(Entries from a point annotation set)
-- Start --

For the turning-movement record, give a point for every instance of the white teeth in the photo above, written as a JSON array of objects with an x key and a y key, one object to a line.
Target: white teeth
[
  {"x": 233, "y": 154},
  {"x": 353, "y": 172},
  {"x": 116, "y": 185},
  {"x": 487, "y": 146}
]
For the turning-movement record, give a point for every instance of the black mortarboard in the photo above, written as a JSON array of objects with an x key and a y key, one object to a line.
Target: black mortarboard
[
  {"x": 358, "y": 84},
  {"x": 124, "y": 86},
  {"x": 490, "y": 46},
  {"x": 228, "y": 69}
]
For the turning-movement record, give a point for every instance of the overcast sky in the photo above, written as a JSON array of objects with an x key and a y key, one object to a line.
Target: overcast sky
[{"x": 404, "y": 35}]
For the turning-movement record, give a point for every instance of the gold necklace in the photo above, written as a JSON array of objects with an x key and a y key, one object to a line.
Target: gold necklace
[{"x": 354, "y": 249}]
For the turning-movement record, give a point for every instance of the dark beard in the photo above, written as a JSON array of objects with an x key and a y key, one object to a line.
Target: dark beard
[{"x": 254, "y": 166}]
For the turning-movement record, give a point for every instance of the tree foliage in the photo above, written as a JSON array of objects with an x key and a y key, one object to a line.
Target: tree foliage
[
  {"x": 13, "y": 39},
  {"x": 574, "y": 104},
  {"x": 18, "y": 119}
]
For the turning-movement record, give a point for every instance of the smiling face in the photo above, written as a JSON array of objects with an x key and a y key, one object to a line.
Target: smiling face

-- End --

[Description of the task] Rewrite every one of the records above with "one object to a line" changed to "one object per line" and all other text kept the same.

[Response for this exercise]
For the turning-movement record, give a point for every instance of the white teeth in the photo above, written as a JSON array of objects with an x key and a y key, one object per line.
Target: white teeth
[
  {"x": 233, "y": 154},
  {"x": 353, "y": 172},
  {"x": 116, "y": 185},
  {"x": 487, "y": 146}
]
For the turning-movement record, give a point for every instance of the black mortarboard in the photo above, written as a JSON array of objects with an x key and a y key, one object per line.
Target: black mortarboard
[
  {"x": 358, "y": 84},
  {"x": 124, "y": 86},
  {"x": 490, "y": 46},
  {"x": 228, "y": 69}
]
For the turning-movement record, give a point for every instance of the overcast sky in the photo above, written as a JSON array of objects with an x key and a y key, one object per line.
Target: overcast sky
[{"x": 404, "y": 35}]
For the turning-movement record, give a point for every instance of the gold necklace in the photo above, written as a JSON array of objects with an x key and a y key, one object per line.
Target: gold necklace
[{"x": 354, "y": 249}]
For the turning-movement record, give a point for every instance of the dark beard in the photo above, written as a JSON array of objects with an x key and a y key, one object per line.
Target: dark beard
[{"x": 254, "y": 166}]
For the turning-movement record, give a point for every instance of the tree foliage in the photo above, written as a JSON array of objects with an x key and a y key, one object per line.
Target: tree foliage
[
  {"x": 13, "y": 39},
  {"x": 574, "y": 104},
  {"x": 18, "y": 119}
]
For the turning-movement record, give a point for every instance of the smiling face in the photo above, written as a JSON array of objects with an x key and a y key, one object per line.
Target: smiling face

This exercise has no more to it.